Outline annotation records

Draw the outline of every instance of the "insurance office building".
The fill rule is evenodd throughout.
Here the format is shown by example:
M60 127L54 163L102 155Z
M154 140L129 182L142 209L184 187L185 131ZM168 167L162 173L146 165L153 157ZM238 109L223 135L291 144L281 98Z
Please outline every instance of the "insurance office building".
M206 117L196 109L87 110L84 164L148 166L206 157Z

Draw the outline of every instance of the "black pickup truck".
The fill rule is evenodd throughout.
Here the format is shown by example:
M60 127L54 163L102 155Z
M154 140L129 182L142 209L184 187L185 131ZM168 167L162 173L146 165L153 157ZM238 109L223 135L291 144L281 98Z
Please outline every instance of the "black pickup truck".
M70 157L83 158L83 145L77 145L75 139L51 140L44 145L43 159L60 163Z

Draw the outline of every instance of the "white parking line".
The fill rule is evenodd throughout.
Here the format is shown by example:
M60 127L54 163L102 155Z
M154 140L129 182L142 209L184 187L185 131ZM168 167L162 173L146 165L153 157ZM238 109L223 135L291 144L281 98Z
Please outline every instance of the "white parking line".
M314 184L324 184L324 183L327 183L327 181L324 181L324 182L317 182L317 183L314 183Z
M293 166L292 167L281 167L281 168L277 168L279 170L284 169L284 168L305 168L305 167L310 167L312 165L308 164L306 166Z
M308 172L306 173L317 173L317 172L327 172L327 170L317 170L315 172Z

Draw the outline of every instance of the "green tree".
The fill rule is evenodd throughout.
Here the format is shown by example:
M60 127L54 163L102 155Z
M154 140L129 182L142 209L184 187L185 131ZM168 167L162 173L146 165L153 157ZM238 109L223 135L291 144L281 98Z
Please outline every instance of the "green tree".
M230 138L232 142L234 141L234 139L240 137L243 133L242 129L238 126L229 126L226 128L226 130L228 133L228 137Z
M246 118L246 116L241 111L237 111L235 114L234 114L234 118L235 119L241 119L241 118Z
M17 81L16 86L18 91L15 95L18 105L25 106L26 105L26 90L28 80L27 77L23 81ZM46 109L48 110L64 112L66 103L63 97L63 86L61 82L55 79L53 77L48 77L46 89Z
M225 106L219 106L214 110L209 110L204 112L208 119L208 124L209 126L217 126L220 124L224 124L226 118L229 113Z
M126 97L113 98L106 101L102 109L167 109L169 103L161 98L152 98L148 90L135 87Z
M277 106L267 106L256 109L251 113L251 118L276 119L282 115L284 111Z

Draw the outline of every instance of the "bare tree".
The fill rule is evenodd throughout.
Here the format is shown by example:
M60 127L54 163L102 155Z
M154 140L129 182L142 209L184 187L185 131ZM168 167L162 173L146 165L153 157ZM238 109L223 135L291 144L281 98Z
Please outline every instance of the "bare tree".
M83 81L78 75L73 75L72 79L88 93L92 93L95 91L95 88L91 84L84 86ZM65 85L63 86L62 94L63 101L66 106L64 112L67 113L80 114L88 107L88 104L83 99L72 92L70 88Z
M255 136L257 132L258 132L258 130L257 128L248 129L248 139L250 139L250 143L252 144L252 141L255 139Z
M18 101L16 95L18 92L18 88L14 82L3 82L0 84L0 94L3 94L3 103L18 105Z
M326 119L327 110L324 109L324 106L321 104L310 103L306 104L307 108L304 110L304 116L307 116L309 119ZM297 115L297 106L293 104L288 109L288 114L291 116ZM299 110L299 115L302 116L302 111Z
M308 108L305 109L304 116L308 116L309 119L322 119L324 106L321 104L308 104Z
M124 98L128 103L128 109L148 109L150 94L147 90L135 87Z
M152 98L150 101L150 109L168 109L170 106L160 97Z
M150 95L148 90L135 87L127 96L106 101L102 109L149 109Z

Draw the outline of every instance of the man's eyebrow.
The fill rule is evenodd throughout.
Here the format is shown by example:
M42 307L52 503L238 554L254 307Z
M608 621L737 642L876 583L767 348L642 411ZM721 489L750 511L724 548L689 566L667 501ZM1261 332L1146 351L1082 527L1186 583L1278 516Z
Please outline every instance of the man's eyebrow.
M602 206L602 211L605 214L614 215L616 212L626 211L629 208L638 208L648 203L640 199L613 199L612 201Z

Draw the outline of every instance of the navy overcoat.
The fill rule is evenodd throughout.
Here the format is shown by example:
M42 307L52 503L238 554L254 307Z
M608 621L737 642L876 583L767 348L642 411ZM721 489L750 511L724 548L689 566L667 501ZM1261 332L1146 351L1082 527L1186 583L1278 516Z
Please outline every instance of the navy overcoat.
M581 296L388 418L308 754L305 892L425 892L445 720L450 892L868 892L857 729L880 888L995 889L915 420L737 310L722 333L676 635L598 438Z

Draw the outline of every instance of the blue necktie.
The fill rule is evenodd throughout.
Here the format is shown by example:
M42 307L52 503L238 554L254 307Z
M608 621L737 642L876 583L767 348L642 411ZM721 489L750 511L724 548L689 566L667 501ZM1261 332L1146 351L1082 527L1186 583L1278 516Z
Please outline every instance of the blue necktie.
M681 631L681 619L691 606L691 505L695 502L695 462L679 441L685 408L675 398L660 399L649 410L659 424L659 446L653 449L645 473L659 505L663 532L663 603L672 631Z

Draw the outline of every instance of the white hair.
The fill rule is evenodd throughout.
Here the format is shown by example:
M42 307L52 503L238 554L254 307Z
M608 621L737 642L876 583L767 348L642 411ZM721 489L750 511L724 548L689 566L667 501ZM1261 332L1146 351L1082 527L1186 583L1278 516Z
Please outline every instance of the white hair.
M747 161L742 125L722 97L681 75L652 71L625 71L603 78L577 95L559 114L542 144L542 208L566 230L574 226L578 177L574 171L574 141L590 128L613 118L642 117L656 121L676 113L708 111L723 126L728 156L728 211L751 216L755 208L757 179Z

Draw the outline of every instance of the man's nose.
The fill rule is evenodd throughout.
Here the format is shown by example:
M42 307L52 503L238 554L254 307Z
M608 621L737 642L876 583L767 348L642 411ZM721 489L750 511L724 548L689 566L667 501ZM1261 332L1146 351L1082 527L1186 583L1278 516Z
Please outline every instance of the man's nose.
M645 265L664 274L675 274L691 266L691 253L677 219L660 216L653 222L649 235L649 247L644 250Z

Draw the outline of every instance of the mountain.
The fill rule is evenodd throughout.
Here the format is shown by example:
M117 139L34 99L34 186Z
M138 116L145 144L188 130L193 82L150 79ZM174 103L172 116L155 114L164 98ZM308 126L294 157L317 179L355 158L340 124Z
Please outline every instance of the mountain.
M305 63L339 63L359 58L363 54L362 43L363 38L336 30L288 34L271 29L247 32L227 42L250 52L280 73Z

*STATED GOAL*: Turn every line of the items above into a single numbered list, leaving out the blank lines.

*SOLUTION*:
1. Draw the outline of every instance of the "insurance office building".
2. The fill rule is evenodd throughout.
3. Here the format is shown by example:
4. M60 127L54 163L102 155Z
5. M154 140L129 182L142 209L184 187L185 131ZM168 167L162 173L146 165L153 157ZM238 109L223 135L291 144L281 98Z
6. Please outline every instance of the "insurance office building".
7. M206 117L196 109L87 110L84 164L148 166L206 157Z
8. Draw the outline of every instance of the "black pickup truck".
9. The fill rule is evenodd throughout.
10. Here the format is shown by example:
11. M60 127L54 163L102 155Z
12. M154 140L129 182L142 209L184 187L185 131ZM168 167L162 173L146 165L153 157ZM238 109L223 135L291 144L281 98Z
13. Please outline every instance of the "black pickup truck".
14. M70 157L83 158L83 145L77 145L75 139L51 140L44 145L43 159L60 163Z
15. Draw the outline of every instance of the "white parking line".
16. The fill rule is evenodd throughout.
17. Here the format is shown by example:
18. M60 127L54 163L102 155Z
19. M154 140L129 182L142 209L184 187L185 131ZM168 167L162 173L146 165L153 157ZM238 109L223 135L291 144L281 98Z
20. Please outline every instance of the "white parking line".
21. M314 184L324 184L324 183L327 183L327 181L324 181L324 182L317 182L317 183L314 183Z
22. M293 166L292 167L281 167L281 168L277 168L279 170L284 169L284 168L305 168L305 167L310 167L312 165L308 164L306 166Z
23. M308 172L306 173L317 173L317 172L327 172L327 170L317 170L315 172Z
24. Draw the outline of every instance of the "green tree".
25. The fill rule is evenodd throughout.
26. Here the format is shown by example:
27. M60 127L54 163L102 155Z
28. M154 140L129 182L142 209L184 187L185 131ZM168 167L162 173L146 165L153 157ZM238 109L223 135L291 144L281 98Z
29. Please outline every instance of the "green tree".
30. M230 138L232 142L234 141L234 139L240 137L243 133L242 129L238 126L229 126L226 128L226 130L228 133L228 137Z
31. M246 118L246 116L241 111L237 111L235 114L234 114L234 118L235 119L241 119L241 118Z
32. M17 81L16 86L18 91L15 95L18 105L25 106L26 105L26 90L28 80L27 77L23 81ZM46 109L48 110L64 112L66 103L63 97L63 86L61 82L55 79L53 77L48 77L46 89Z
33. M225 106L219 106L214 110L209 110L204 112L208 119L208 124L209 126L217 126L220 124L224 124L226 118L229 113Z
34. M126 97L113 98L106 101L102 109L167 109L169 103L161 98L152 98L148 90L135 87Z
35. M277 106L267 106L256 109L251 113L251 118L276 119L282 115L284 111Z
36. Draw the outline of every instance of the "bare tree".
37. The fill rule is evenodd throughout.
38. Here the format is shown by example:
39. M60 127L54 163L102 155Z
40. M154 140L129 182L142 209L184 187L185 131ZM168 167L162 173L146 165L153 157ZM238 109L223 135L291 144L281 98Z
41. Please outline every instance of the "bare tree".
42. M83 81L78 75L73 75L72 79L88 93L92 93L95 91L95 88L91 84L84 86ZM65 85L63 86L62 94L63 101L66 106L64 112L67 113L80 114L88 107L88 104L83 99L72 92L70 88Z
43. M255 136L257 132L258 132L258 130L257 128L248 129L248 139L250 139L250 143L252 144L252 141L255 139Z
44. M18 101L16 95L18 92L18 88L14 82L3 82L0 84L0 94L3 94L3 103L18 105Z
45. M326 119L327 110L324 109L324 106L321 104L310 103L306 104L307 108L304 110L304 116L307 116L309 119ZM297 115L297 106L293 104L288 109L288 114L291 116ZM299 110L299 115L302 116L302 111Z
46. M308 108L305 109L304 116L308 116L309 119L322 119L324 106L321 104L308 104Z
47. M124 98L128 103L128 109L148 109L150 94L147 90L135 87Z
48. M152 98L150 101L150 109L168 109L170 106L160 97Z
49. M150 95L148 90L135 87L127 96L106 101L102 109L149 109Z
50. Draw the outline of every instance of the man's eyebrow.
51. The fill rule is evenodd throughout.
52. Here the format is shown by example:
53. M42 307L52 503L238 554L254 307Z
54. M608 621L737 642L876 583L767 348L642 411ZM721 489L750 511L724 548L689 566L667 501ZM1261 332L1146 351L1082 527L1186 583L1278 516Z
55. Please outline every instance of the man's eyebrow.
56. M602 206L602 211L605 214L614 215L616 212L626 211L629 208L638 208L648 203L640 199L613 199L612 201Z
57. Draw the outline of every instance of the navy overcoat.
58. The fill rule is evenodd throughout.
59. Here the format is shown by example:
60. M42 307L52 503L238 554L254 307Z
61. M608 621L737 642L876 583L767 348L642 411ZM721 489L750 511L724 548L689 566L667 501ZM1261 332L1146 351L1082 527L1186 583L1278 516Z
62. Please outline every instance of the navy overcoat.
63. M581 296L388 418L308 754L305 892L425 892L445 720L450 892L868 892L857 729L880 888L995 889L915 420L737 310L722 333L676 635L598 438Z
64. Draw the outline of every instance of the blue necktie.
65. The fill rule is evenodd throughout.
66. Here the format is shown by example:
67. M42 307L52 503L238 554L254 307Z
68. M608 621L737 642L876 583L767 348L642 411ZM721 489L750 511L724 548L689 566L667 501ZM1261 332L1146 351L1082 527L1186 583L1278 516Z
69. Please outline every instance of the blue necktie.
70. M681 631L681 619L691 606L691 505L695 502L695 462L679 441L685 408L675 398L660 399L649 410L659 424L659 446L653 449L645 473L659 505L663 532L663 603L672 631Z
71. Draw the outline of every instance of the white hair.
72. The fill rule is evenodd throughout.
73. Here the format is shown by example:
74. M42 307L52 503L238 554L254 307Z
75. M608 621L737 642L876 583L767 348L642 411ZM721 489L750 511L724 548L689 566L667 501ZM1261 332L1146 351L1082 527L1186 583L1278 516Z
76. Please outline every instance of the white hair.
77. M747 161L742 125L722 97L681 75L652 71L625 71L603 78L577 95L559 114L542 144L542 208L566 230L574 226L578 177L574 171L574 141L590 128L613 118L642 117L656 121L676 113L708 111L723 126L728 156L728 211L751 216L755 208L757 179Z
78. Draw the outline of every instance of the man's nose.
79. The fill rule is evenodd throughout.
80. Here the format is shown by example:
81. M42 307L52 503L238 554L254 307Z
82. M608 621L737 642L876 583L767 348L642 411ZM721 489L750 511L724 548L689 566L667 501ZM1261 332L1146 351L1082 527L1186 583L1278 516Z
83. Please outline every instance of the man's nose.
84. M645 265L664 274L675 274L691 266L691 253L677 219L660 216L653 222L649 235L649 247L644 250Z
85. Draw the outline of every instance of the mountain.
86. The fill rule is evenodd throughout.
87. Here the format is shown by example:
88. M117 139L34 99L34 186Z
89. M138 116L145 144L188 130L193 82L150 79ZM174 103L172 116L155 114L164 98ZM308 126L294 157L317 179L355 158L340 124Z
90. Please outline every instance of the mountain.
91. M305 63L339 63L359 58L363 54L362 43L363 38L336 30L288 34L271 29L247 32L227 42L250 52L280 73Z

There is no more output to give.